**Instruction**
Reproduce the lines of all the records with "jacket" switched to "coat" and everything else unchanged. Leave the pictures out of your answer.

**Extracted records**

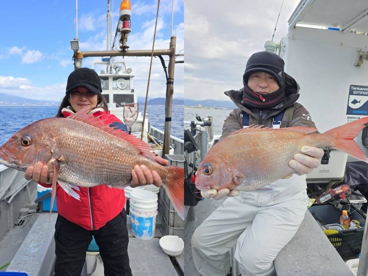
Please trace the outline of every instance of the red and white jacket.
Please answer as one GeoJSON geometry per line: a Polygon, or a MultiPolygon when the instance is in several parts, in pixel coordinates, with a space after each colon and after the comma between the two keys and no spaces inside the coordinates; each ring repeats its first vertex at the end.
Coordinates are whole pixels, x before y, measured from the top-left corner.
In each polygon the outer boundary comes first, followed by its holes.
{"type": "MultiPolygon", "coordinates": [[[[63,109],[64,117],[73,113],[67,109],[63,109]]],[[[102,120],[106,124],[122,122],[114,115],[102,109],[95,109],[93,115],[102,115],[102,120]]],[[[44,187],[50,188],[51,184],[40,183],[44,187]]],[[[125,204],[125,195],[122,189],[110,188],[102,185],[91,188],[79,187],[80,191],[74,191],[79,195],[81,201],[67,194],[56,185],[56,206],[61,216],[87,230],[97,230],[116,216],[123,210],[125,204]]]]}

**Exercise response**
Please trace the outline of every instance of the red and white coat.
Please answer as one GeoJSON geometry per line: a Polygon, or a MultiPolygon when the instance is in several parts, in pixel coordinates, with a space after each colon and after the comma between the two keys and no spaces inside the coordinates; each ring repeats its first vertex at the end.
Coordinates are whole pixels, x before y, measured from the top-left corner.
In each polygon the outer boundary comes first, followed by its holes.
{"type": "MultiPolygon", "coordinates": [[[[63,109],[64,117],[73,113],[67,109],[63,109]]],[[[102,120],[106,124],[122,122],[114,115],[102,109],[95,109],[93,115],[102,115],[102,120]]],[[[44,187],[50,188],[51,184],[40,183],[44,187]]],[[[125,204],[125,195],[122,189],[110,188],[102,185],[91,188],[79,187],[80,191],[74,191],[79,195],[81,201],[67,194],[56,185],[56,206],[61,216],[87,230],[97,230],[116,216],[123,210],[125,204]]]]}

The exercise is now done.